EXERCISE PASSAGE:
-.-.-

Joe Jackson father of the late Micheal Jackson, died on Wednesday, June 27, after a battle with cancer, a source confirms to Us Weekly. He was 89.
Radar Online reports that he died in his Los Angeles home. “He had home nursing care and things took a turn and they wanted to rush him to the hospital, but it was too late,” a source close to the Jackson family told the outlet.
Us Weekly confirmed on June 22 that Joe had been hospitalized in the final stages of terminal cancer.
“Everyone in the family, from Paris to Janet, is planning to see him,” a source told Us at the time. “He can still talk and communicate at this point. He’s very weak.”
News of Joe’s death comes two days after the ninth anniversary of Michael’s death.
Us previously reported in May 2016 that the father of 11, whose children also included the members of the Jackson 5, was hospitalized following a check-up at his doctor’s office.
“He wasn’t feeling well over the weekend and last week and he was very sick, so they made an appointment for him to see his doctor and the doctor admitted him to the hospital,” the source told Us at the time. “They couldn’t really pinpoint what was wrong with him. He had an extremely high fever.”
The former talent manager also suffered a stroke while celebrating his birthday in Sao Paulo in August 2015.
Joe, who married Katherine in 1949, had a brief music career before putting his sons, including Michael and Jermaine, together in a group called The Jackson 5. After they were signed to Motown in 1968, the family moved to California, where the patriarch supervised the group’s recording sessions and later opened his own record label, establishing the careers of his youngest son, Randy, and daughter Janet.
Katherine twice filed divorce papers over the years but later withdrew them and the couple remained married despite Joe fathering a child with another woman. He later moved to Las Vegas while his wife stayed at the family home in Encino, California.
Joe was portrayed by Lawrence Hilton-Jacobs in the 1992 miniseries The Jacksons: The American Dream and was awarded the Rhythm & Blues Music Hall of Fame Museum’s Humanitarian Award in 2015.

-.-.-

PROVIDED DATA:

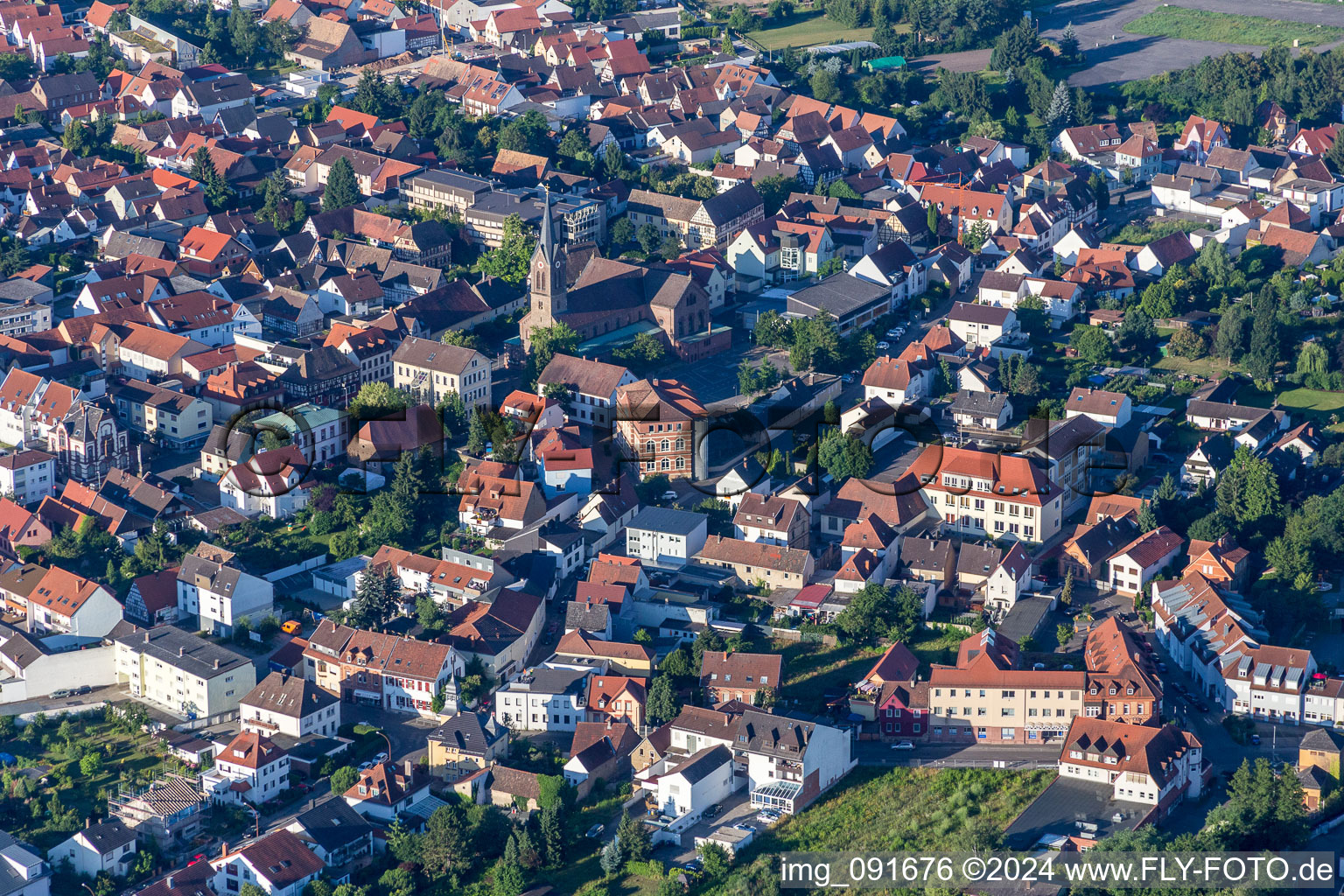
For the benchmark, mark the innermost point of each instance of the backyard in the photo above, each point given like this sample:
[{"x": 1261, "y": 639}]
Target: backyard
[
  {"x": 1223, "y": 27},
  {"x": 812, "y": 32}
]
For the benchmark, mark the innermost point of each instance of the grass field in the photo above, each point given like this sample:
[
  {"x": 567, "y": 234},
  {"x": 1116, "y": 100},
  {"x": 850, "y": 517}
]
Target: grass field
[
  {"x": 1153, "y": 230},
  {"x": 1223, "y": 27},
  {"x": 809, "y": 32},
  {"x": 1312, "y": 402},
  {"x": 895, "y": 810}
]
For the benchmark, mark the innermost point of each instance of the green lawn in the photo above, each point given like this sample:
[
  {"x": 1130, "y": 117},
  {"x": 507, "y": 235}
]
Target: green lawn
[
  {"x": 1155, "y": 228},
  {"x": 1223, "y": 27},
  {"x": 1208, "y": 367},
  {"x": 809, "y": 32},
  {"x": 895, "y": 810}
]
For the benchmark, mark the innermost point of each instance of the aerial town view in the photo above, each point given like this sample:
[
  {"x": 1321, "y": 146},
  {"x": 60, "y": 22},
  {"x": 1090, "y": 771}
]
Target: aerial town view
[{"x": 671, "y": 448}]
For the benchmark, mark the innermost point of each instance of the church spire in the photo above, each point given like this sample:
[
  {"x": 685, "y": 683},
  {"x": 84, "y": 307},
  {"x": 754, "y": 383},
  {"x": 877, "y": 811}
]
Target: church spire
[{"x": 549, "y": 269}]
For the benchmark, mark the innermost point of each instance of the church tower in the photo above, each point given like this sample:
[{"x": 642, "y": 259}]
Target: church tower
[{"x": 550, "y": 298}]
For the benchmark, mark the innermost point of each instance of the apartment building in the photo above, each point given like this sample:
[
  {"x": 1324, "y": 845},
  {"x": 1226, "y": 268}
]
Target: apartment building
[
  {"x": 29, "y": 474},
  {"x": 449, "y": 190},
  {"x": 214, "y": 590},
  {"x": 182, "y": 673},
  {"x": 433, "y": 369},
  {"x": 167, "y": 416},
  {"x": 388, "y": 670},
  {"x": 987, "y": 699},
  {"x": 290, "y": 705},
  {"x": 1141, "y": 763},
  {"x": 985, "y": 494}
]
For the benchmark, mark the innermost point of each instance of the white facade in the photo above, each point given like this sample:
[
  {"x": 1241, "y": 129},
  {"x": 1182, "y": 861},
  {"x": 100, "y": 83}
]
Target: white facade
[{"x": 29, "y": 482}]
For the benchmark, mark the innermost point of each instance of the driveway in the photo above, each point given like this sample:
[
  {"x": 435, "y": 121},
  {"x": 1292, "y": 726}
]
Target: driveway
[{"x": 1116, "y": 57}]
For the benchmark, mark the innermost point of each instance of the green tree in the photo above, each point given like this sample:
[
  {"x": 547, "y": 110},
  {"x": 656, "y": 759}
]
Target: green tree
[
  {"x": 509, "y": 262},
  {"x": 636, "y": 840},
  {"x": 662, "y": 702},
  {"x": 843, "y": 456},
  {"x": 340, "y": 191},
  {"x": 621, "y": 233},
  {"x": 378, "y": 399},
  {"x": 1187, "y": 343},
  {"x": 715, "y": 861},
  {"x": 1068, "y": 43},
  {"x": 877, "y": 612}
]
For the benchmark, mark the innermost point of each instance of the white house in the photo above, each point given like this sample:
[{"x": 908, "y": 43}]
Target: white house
[
  {"x": 1138, "y": 564},
  {"x": 701, "y": 780},
  {"x": 666, "y": 536},
  {"x": 1010, "y": 579},
  {"x": 266, "y": 484},
  {"x": 252, "y": 768},
  {"x": 1108, "y": 409},
  {"x": 280, "y": 864},
  {"x": 108, "y": 846},
  {"x": 1138, "y": 763},
  {"x": 543, "y": 700},
  {"x": 66, "y": 604},
  {"x": 218, "y": 592},
  {"x": 27, "y": 873},
  {"x": 290, "y": 705},
  {"x": 982, "y": 326},
  {"x": 790, "y": 762}
]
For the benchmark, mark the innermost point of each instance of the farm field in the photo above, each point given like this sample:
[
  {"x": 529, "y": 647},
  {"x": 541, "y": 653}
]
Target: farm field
[{"x": 1225, "y": 27}]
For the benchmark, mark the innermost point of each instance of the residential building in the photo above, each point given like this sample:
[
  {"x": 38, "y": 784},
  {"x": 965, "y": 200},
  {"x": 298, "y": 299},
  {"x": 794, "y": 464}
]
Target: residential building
[
  {"x": 1158, "y": 766},
  {"x": 433, "y": 369},
  {"x": 657, "y": 424},
  {"x": 666, "y": 536},
  {"x": 214, "y": 590},
  {"x": 105, "y": 848},
  {"x": 739, "y": 676},
  {"x": 977, "y": 494},
  {"x": 280, "y": 864},
  {"x": 466, "y": 743},
  {"x": 290, "y": 705},
  {"x": 29, "y": 474}
]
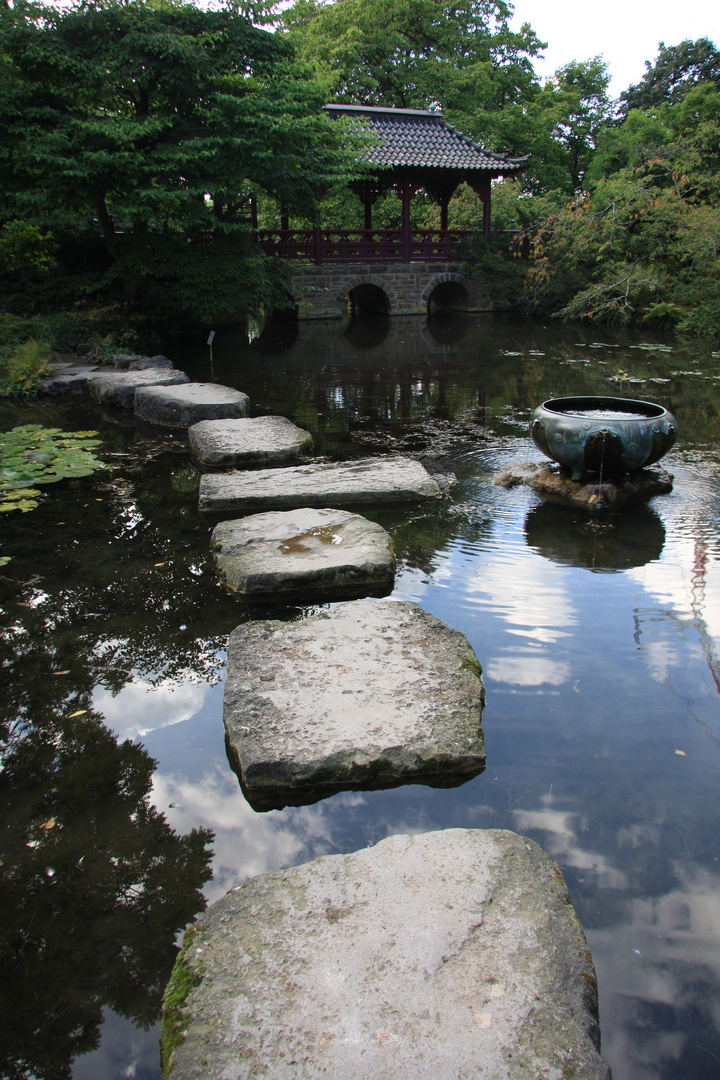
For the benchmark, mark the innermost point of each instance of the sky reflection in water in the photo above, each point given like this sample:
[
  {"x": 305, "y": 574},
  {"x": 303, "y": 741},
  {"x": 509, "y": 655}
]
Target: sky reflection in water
[{"x": 598, "y": 640}]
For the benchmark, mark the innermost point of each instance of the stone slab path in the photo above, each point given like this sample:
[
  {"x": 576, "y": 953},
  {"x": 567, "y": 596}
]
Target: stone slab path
[
  {"x": 252, "y": 441},
  {"x": 372, "y": 482},
  {"x": 370, "y": 693},
  {"x": 117, "y": 389},
  {"x": 453, "y": 955},
  {"x": 304, "y": 554},
  {"x": 182, "y": 406}
]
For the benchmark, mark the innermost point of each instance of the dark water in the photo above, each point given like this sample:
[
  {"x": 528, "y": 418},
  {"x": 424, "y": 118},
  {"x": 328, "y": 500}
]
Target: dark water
[{"x": 599, "y": 639}]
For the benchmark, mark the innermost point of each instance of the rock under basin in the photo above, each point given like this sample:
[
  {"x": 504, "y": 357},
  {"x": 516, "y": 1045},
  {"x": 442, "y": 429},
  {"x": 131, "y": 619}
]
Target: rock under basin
[
  {"x": 304, "y": 554},
  {"x": 371, "y": 482},
  {"x": 182, "y": 406},
  {"x": 370, "y": 693},
  {"x": 440, "y": 956},
  {"x": 249, "y": 441}
]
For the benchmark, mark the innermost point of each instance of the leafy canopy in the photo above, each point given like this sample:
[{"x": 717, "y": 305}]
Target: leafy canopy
[
  {"x": 416, "y": 53},
  {"x": 157, "y": 123}
]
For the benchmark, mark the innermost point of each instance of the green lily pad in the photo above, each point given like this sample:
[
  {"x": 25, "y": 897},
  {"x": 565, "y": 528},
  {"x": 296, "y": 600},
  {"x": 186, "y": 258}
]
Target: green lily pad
[{"x": 32, "y": 455}]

-.-.-

YOUR INSTRUCTIONS: In the Joe Jackson article above, set down everything from "Radar Online reports" down to "of terminal cancer." without changing a word or mark.

RESPONSE:
Radar Online reports that he died in his Los Angeles home. “He had home nursing care and things took a turn and they wanted to rush him to the hospital, but it was too late,” a source close to the Jackson family told the outlet.
Us Weekly confirmed on June 22 that Joe had been hospitalized in the final stages of terminal cancer.